* _Exercise aim_: Would you restate, exactly as they appear, the lines from the one containing "the white bird" through the end of the data below?

* _Region pointing data_:
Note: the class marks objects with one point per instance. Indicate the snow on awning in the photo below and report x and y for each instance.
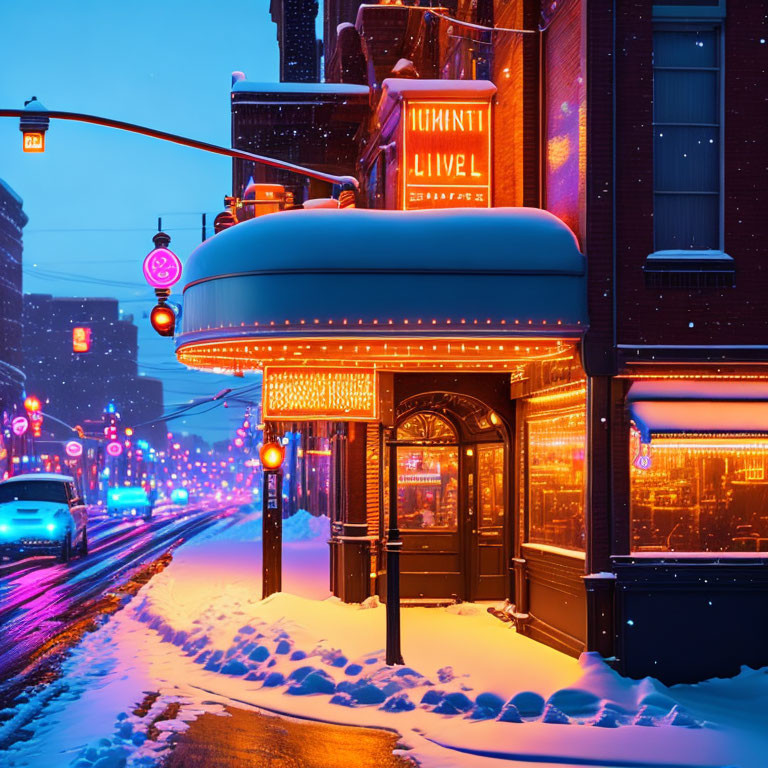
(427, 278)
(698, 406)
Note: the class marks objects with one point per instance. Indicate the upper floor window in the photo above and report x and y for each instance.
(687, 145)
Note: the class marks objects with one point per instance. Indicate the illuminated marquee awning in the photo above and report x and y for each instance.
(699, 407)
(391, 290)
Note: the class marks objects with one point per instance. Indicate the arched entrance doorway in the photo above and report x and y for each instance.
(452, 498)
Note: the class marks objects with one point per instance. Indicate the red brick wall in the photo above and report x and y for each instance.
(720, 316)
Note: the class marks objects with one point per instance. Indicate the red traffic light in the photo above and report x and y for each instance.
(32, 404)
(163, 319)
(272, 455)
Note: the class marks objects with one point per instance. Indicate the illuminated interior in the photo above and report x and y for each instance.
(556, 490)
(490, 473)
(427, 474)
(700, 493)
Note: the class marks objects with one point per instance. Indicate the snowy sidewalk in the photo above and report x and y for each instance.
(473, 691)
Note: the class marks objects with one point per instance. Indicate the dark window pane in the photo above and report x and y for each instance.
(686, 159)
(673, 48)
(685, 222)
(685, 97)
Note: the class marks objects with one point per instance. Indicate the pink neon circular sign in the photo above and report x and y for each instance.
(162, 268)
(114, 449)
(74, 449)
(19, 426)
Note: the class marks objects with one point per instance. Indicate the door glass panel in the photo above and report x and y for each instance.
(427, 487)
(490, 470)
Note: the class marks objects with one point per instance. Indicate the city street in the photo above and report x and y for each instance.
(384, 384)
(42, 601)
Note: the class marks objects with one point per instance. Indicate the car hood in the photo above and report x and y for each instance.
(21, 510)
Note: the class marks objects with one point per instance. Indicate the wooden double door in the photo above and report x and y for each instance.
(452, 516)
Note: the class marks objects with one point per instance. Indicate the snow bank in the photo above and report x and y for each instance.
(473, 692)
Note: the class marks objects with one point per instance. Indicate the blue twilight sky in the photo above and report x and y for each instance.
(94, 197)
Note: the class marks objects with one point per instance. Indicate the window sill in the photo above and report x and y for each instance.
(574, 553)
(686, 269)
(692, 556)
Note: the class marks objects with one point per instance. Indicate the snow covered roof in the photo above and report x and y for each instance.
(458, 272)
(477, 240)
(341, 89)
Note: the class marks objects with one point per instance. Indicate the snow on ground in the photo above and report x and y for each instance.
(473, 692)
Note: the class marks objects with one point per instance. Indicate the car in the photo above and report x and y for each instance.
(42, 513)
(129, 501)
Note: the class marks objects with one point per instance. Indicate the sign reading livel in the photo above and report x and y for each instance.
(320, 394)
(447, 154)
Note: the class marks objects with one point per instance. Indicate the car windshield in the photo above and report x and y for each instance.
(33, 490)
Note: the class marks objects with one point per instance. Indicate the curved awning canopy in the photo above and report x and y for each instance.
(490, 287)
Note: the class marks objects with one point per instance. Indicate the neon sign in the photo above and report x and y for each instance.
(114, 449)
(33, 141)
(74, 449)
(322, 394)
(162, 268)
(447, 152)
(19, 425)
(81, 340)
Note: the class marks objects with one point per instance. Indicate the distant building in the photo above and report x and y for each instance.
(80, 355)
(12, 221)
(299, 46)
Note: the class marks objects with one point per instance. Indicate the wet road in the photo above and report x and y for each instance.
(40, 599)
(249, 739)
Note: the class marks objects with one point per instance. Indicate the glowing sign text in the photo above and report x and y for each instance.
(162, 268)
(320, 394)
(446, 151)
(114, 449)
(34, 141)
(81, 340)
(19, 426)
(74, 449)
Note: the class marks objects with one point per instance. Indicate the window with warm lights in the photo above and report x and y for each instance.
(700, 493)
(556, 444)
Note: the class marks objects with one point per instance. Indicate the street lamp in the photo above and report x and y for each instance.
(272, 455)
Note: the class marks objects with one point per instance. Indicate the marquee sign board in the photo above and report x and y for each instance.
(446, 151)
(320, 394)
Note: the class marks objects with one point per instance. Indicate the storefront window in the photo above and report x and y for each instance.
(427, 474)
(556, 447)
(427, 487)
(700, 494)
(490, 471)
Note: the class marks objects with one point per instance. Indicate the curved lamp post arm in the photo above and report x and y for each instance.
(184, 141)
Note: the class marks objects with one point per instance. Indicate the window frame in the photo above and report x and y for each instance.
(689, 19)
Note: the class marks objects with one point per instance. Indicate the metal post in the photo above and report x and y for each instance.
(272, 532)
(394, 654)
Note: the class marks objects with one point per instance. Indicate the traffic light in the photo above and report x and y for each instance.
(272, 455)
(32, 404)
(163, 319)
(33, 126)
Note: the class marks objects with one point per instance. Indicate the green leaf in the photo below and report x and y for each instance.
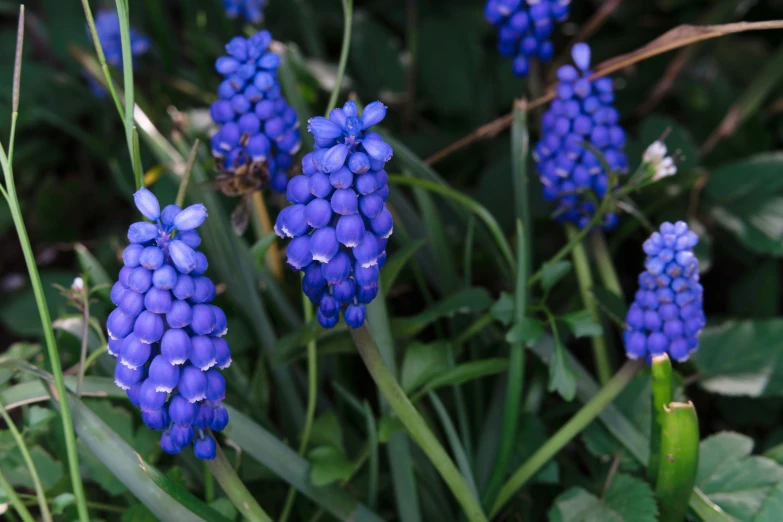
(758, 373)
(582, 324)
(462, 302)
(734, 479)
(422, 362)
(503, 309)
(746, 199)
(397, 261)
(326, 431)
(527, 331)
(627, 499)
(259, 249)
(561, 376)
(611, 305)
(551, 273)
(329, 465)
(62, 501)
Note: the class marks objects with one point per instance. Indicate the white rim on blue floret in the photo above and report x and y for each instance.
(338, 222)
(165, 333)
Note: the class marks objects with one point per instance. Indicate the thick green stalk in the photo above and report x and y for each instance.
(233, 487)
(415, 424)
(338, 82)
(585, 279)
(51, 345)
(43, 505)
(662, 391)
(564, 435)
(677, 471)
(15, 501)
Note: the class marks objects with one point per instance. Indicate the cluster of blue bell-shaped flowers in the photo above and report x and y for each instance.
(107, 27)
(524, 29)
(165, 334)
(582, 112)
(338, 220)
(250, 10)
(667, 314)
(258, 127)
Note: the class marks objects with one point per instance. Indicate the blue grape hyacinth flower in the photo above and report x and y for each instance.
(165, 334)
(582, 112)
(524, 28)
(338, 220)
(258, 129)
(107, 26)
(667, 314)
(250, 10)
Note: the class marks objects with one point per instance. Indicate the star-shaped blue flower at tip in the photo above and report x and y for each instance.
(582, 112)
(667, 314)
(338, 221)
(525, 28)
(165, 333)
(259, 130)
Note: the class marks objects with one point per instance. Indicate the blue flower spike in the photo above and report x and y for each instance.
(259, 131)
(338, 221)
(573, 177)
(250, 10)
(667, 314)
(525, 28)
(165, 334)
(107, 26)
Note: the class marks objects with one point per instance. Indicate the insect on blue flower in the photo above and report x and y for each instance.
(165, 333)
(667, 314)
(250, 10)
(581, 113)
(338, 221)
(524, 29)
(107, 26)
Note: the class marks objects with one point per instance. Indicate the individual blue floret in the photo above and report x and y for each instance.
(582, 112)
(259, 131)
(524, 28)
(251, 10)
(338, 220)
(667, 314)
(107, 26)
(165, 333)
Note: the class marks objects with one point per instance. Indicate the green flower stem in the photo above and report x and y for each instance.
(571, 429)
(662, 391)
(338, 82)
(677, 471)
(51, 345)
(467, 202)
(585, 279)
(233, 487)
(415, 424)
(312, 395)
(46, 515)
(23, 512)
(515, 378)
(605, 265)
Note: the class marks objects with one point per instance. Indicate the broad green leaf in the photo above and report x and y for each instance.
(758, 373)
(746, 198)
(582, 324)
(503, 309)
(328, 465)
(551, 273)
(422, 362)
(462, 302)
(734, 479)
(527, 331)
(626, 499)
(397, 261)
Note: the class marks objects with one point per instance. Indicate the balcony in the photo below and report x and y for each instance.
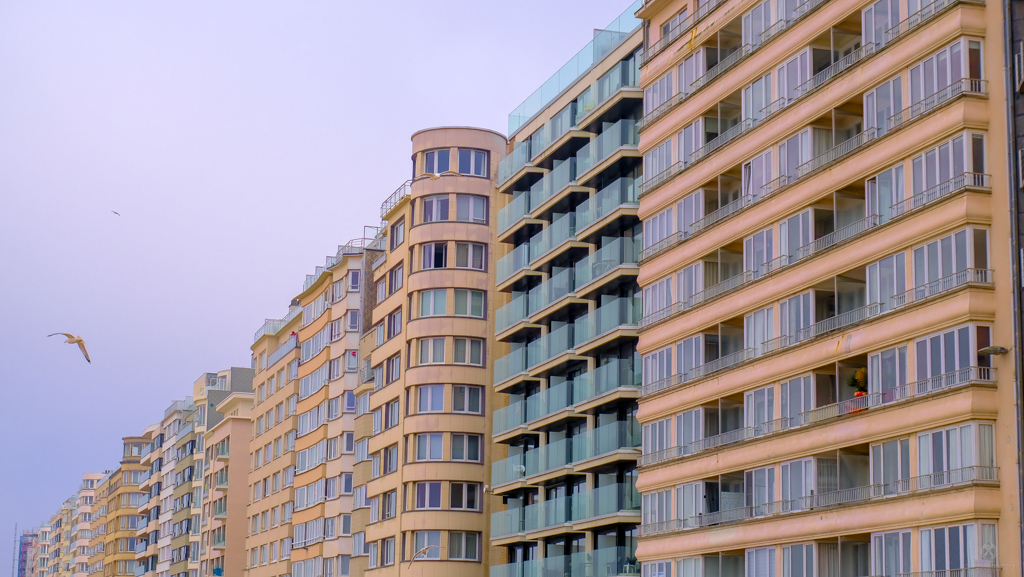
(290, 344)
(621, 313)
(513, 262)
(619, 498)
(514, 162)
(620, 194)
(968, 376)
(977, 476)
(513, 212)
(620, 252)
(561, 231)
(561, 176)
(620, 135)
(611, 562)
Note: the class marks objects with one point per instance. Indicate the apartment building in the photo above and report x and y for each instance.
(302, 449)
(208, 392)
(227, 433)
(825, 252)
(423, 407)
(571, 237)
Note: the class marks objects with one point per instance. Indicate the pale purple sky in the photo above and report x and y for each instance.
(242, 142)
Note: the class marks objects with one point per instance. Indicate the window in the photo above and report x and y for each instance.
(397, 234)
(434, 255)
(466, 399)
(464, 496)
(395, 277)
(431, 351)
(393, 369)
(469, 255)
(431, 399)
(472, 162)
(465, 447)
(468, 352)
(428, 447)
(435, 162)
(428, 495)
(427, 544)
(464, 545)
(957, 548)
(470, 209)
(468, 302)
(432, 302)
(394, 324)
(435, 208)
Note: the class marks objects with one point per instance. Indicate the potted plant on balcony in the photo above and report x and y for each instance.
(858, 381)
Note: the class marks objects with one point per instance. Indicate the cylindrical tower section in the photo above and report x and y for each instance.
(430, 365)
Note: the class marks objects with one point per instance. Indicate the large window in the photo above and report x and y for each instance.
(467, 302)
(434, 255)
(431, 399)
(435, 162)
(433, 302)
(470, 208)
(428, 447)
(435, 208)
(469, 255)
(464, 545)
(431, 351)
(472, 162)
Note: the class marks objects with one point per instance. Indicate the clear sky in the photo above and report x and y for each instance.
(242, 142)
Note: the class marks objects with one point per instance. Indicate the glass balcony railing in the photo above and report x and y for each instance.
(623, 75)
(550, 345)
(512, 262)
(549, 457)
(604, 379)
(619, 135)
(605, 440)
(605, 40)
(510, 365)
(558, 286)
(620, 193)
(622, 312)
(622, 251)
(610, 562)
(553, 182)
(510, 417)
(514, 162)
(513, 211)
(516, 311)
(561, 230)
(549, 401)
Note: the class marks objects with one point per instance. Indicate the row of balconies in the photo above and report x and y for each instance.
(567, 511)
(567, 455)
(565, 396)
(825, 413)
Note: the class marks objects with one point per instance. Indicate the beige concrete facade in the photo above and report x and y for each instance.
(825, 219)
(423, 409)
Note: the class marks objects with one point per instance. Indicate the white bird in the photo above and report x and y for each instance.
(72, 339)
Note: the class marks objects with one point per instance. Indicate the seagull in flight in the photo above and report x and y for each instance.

* _Task response_:
Note: the class marks objects with one point per instance. Indicate the white bird in the photo above and report x and y for each instance.
(72, 339)
Note: the class marks objects with one point per instance. Indicate the seagull in flight in the photo above and report x and y for each instance.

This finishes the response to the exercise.